**TASK PROMPT**. Output every entry below exactly, without its pictures.

**MATERIAL FOR THIS TASK**.
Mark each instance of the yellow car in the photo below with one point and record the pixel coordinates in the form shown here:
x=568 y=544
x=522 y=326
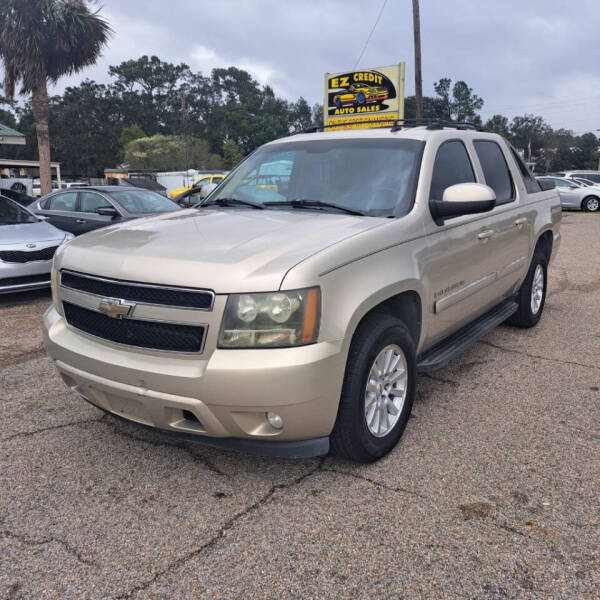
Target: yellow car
x=360 y=94
x=202 y=180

**SOLVED PROBLEM**.
Mark each instance of the yellow car in the photo below with one point and record the pixel coordinates in the form shown here:
x=568 y=544
x=522 y=326
Target: yellow car
x=360 y=94
x=202 y=180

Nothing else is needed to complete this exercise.